- [Written exercise]: Return verbatim the lines of the items below, starting at the line that contains "Return one point per instance of the stone bridge" and continuing through the last line of the items.

[Items excerpted from a collection]
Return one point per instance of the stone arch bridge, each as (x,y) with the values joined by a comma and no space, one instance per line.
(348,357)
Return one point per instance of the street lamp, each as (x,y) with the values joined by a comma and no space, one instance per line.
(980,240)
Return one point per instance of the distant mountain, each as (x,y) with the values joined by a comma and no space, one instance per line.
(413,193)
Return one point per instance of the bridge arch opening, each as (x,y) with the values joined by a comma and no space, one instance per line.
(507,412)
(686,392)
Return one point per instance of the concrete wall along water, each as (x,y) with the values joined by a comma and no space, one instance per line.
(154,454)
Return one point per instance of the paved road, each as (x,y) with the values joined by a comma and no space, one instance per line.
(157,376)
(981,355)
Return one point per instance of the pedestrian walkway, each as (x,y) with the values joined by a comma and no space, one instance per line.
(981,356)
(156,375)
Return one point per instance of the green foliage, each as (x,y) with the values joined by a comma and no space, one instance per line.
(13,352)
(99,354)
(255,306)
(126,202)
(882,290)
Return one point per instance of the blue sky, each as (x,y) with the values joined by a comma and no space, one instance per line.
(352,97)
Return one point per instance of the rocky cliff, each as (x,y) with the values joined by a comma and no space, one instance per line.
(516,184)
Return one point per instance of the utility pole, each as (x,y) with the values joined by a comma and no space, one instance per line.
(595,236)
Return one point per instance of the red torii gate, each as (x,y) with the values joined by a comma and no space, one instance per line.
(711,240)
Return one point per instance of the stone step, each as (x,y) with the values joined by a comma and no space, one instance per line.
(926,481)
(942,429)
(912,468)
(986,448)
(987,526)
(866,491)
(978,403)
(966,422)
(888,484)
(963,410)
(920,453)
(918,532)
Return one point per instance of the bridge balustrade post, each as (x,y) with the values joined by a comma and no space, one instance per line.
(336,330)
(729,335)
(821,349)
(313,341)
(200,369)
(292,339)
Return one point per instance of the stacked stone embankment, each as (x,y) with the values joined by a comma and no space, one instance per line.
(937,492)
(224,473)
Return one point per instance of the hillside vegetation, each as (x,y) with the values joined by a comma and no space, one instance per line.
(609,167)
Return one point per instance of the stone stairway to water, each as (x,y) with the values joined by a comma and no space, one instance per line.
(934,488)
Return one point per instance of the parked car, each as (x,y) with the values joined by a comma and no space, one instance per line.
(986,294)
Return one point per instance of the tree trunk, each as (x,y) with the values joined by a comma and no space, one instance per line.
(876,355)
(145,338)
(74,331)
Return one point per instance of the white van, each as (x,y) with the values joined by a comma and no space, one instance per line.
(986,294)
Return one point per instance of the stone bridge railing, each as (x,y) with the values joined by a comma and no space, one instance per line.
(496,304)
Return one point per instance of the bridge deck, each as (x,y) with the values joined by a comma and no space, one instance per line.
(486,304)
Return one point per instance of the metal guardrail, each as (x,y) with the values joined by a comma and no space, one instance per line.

- [Exercise result]:
Return one point per instance of the stone bridge railing, each as (x,y) with the values joined by a comma and no space, one instance per line.
(496,304)
Return one point per instance of the bridge deck, each as (x,y) with the values joined by a comma and no space, one instance per line.
(486,304)
Return one point per instance of the metal guardrail, each as (x,y) with the values joined by a comma and no space, one instance per line.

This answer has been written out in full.